__Data supplied__
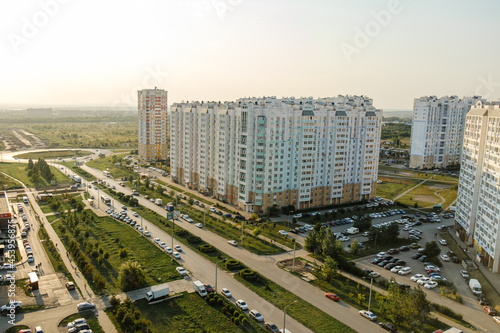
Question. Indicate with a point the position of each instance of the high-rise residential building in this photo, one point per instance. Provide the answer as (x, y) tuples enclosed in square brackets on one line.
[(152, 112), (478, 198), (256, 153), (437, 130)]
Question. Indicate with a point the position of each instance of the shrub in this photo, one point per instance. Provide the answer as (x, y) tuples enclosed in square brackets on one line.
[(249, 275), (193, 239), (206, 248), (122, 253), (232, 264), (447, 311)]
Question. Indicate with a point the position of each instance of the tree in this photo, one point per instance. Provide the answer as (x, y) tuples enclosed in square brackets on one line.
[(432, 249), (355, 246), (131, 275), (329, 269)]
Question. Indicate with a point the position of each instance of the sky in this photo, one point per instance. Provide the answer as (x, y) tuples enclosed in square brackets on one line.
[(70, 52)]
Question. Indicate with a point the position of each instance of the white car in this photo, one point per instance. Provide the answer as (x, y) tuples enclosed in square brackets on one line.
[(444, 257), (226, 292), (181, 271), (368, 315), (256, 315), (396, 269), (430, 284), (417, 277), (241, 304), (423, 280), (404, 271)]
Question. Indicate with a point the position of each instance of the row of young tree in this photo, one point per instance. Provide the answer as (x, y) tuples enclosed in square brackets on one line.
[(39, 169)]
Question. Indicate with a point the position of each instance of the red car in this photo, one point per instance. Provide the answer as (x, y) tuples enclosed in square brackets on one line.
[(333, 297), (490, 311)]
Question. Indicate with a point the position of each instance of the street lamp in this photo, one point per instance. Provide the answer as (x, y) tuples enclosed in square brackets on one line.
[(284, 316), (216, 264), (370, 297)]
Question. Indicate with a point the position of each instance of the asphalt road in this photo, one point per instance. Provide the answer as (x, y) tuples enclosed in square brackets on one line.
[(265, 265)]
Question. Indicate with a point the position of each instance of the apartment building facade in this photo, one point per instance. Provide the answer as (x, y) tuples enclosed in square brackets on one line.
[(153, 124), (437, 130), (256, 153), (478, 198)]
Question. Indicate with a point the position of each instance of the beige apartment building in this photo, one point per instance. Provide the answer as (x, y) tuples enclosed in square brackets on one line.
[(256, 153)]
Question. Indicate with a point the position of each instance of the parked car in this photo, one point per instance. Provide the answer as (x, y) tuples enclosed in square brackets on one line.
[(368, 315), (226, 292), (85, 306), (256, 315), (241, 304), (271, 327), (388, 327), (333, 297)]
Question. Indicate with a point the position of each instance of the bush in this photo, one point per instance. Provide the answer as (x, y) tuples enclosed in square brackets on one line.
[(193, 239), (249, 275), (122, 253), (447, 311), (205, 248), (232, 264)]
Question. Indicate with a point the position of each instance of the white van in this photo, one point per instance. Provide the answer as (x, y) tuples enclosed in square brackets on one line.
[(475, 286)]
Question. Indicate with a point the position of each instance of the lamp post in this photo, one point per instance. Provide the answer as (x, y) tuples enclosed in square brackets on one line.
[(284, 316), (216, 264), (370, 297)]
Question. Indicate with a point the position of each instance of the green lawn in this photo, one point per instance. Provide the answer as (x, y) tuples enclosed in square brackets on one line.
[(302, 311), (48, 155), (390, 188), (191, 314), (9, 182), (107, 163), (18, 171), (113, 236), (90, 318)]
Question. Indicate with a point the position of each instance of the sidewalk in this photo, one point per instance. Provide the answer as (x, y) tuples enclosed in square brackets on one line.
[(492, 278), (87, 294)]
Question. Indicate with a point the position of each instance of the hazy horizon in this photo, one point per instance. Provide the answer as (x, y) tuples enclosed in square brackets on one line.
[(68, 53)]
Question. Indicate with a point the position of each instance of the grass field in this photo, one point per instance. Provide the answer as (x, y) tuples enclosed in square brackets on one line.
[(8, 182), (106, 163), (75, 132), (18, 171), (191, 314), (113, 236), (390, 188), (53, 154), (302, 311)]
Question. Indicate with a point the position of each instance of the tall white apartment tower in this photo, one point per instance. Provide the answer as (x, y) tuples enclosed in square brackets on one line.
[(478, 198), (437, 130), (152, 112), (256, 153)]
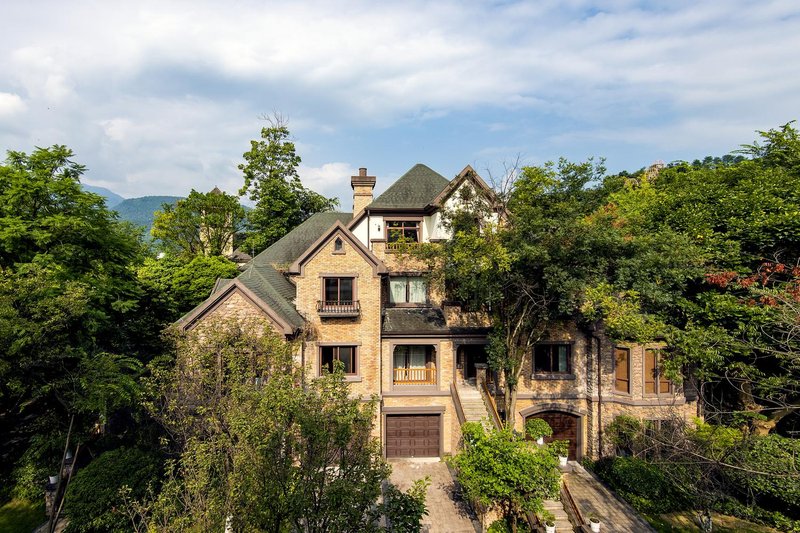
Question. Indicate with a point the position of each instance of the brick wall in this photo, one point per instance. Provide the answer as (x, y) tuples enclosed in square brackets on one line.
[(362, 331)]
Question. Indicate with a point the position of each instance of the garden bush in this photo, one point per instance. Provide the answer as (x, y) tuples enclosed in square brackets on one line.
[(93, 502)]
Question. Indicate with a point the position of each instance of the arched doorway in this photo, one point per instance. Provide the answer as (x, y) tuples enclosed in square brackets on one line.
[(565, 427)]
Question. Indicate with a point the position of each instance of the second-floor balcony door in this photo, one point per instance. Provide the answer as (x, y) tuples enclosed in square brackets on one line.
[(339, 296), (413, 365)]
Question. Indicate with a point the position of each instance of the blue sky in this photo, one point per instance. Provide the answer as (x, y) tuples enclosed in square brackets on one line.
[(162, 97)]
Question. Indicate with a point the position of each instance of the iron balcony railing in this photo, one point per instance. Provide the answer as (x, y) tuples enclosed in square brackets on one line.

__Exercise description__
Rewrite all the rows above, replacing "in this photo" with "in this image" wherever it appears and changing nothing else. Leave the pictures out of your answer.

__Result__
Question. Indicate with a point the position of each instance of the high-rise residential building in this image, one point per instance. Provide the answer as (x, y) tuples enclosed in square brackets on one line.
[(152, 112), (478, 198), (256, 153), (437, 130)]
Question. Indicate with a point the position of each instance of the shrub in this image, one point per instance. Provide the answer as (x, y) tuples enclosed in square brackets on one line.
[(249, 275), (193, 239), (206, 248), (122, 253), (232, 264), (447, 311)]
Question. Indicate with a point the position of each instance of the tree in this image, one point per instance. Provide the answer as (x, y) tuples enclosed in square brackets on one line.
[(432, 249), (355, 246), (131, 275), (329, 269)]
Question. Indicate with a point the position of each instance of the sky in this image, one point per instance. Provide the answer as (x, y) tuples enclosed in square brackets on one line.
[(70, 52)]
Question. Indicate with a point the position of each instance of the white car in this image, one point per instance. Provide the answer as (x, y) tuples enclosed in square brackets on one line.
[(444, 257), (226, 292), (181, 271), (368, 315), (256, 315), (396, 269), (430, 284), (417, 277), (241, 304), (423, 280), (404, 271)]
Question. Indicate with a point the position of each instance of the row of young tree in this image, one point per instance. Provide the answer as (x, y) tuples enclosed in square brackets on one line.
[(39, 169)]
Question. Indicate with a point the position of each instance of the red car in this image, one point per instance. Provide the answer as (x, y) tuples enclosed in square brackets on one line.
[(333, 297), (490, 311)]
Question. Indicate with a point the position of each instance of the street lamp in this image, one point per instance. Provide the answer as (x, y) tuples enclosed in square brackets on one line.
[(284, 316), (216, 264), (370, 297)]
Question. Indicate with a point the position of each instance of the asphalt road in this image, one point per instance. Provide the answer as (x, y) tuples enclosed in square brackets on one line.
[(265, 265)]
Question. Indicate with a point the position of each instance of the apartment building facade in this image, one point per instance. Provide the answer as (x, y) tuples enclosed in square brackets on one line.
[(153, 124), (437, 130), (256, 153), (478, 198)]
Question. Indicate with a point the position of each instance of the beige apartment building in this image, one point per instance. Provide the answer as (x, y) tuples enclosed in square brackets on one line.
[(256, 153)]
Question. Indicate with a point the position of each instance of the parked car in this image, one point per instance. Provide the answer as (x, y) tuples enclosed in square brackets on one line.
[(368, 315), (226, 292), (85, 306), (256, 315), (241, 304), (271, 327), (388, 327), (333, 297)]
Question. Indicate with a point the position of each instance of the bush in this image, one point per instance. Provide the answer as (x, y) tuples enclosed in square brackets on one line.
[(193, 239), (249, 275), (122, 253), (447, 311), (205, 248), (232, 264)]
Question. Indicate with a point the position of each instance of the white van in this image, one point per instance. Provide the answer as (x, y) tuples enclosed in square brackets on one line.
[(475, 286)]
Question. Indicate with a point the position of each instance of the lamp post in this image, one point per instance. Provide the answer as (x, y) tuples enclosed in square brackets on one line.
[(284, 316), (216, 264), (370, 297)]
Question. Indicate with a point the position of each instance of the green lawn in this image, one point per instance. Provide the answer as (x, y) tuples enclosed in square brackets on one line.
[(302, 311), (48, 155), (390, 188), (191, 314), (9, 182), (107, 163), (18, 171), (113, 236), (90, 318)]
Question. Indicate with a point the position of each instance of the sidewalk in this image, one point per instance. Provide the answer as (x, y) tuples enclosed in square brackets on one line.
[(492, 278), (87, 294)]
Question. Indicate with a point the position of each instance of the hazy horizon in this image, one point per instance. Provide the answer as (x, y) tuples enclosed in square brackets on one line.
[(68, 53)]
Question. Indicate with a point the position of each instance of the grass field in this image, one point per instance. Provide the answer as (x, y) tuples enclosed in square brackets on one line.
[(8, 182), (106, 163), (75, 132), (18, 171), (191, 314), (113, 236), (390, 188), (53, 154), (302, 311)]
Question. Indicate with a point the position of each instance of the tall white apartment tower in this image, one point per instance. Provide the answer as (x, y) tuples enclosed in square brackets on one line.
[(478, 198), (437, 130), (152, 112), (256, 153)]
Question. Indicate with a point the position of each instance of the brick wall in this image, one point per instance. Provide the answer as (x, y) tuples enclosed in square brackets on one line.
[(362, 331)]
Question. Indicate with a point the position of each instance of the garden bush in this image, one point per instance. Provide the answer as (x, y) tuples enclosed in square brackets on one line.
[(93, 502)]
Question. Indicate with a point the position of each instance of the arched doorway in this image, one point per instance. Provide the answer as (x, y) tuples enclosed in square brackets on one line.
[(565, 427)]
Question. Indicate with a point the position of each instance of the second-floor balcony door in this image, one point per instance. Provide the answer as (x, y) tuples enclosed in square brackets on one line.
[(339, 296), (413, 365)]
Question. Indicate with a point the position of each instance of the blue sky in this image, one point per instance. Provide the answer as (x, y) tuples enclosed in square brackets on one line.
[(162, 97)]
Question. Indicate with a point the position of each instance of the iron balcony railing in this image, one point per instance. Provide the answer as (x, y) tuples enclosed in square brackets on one line.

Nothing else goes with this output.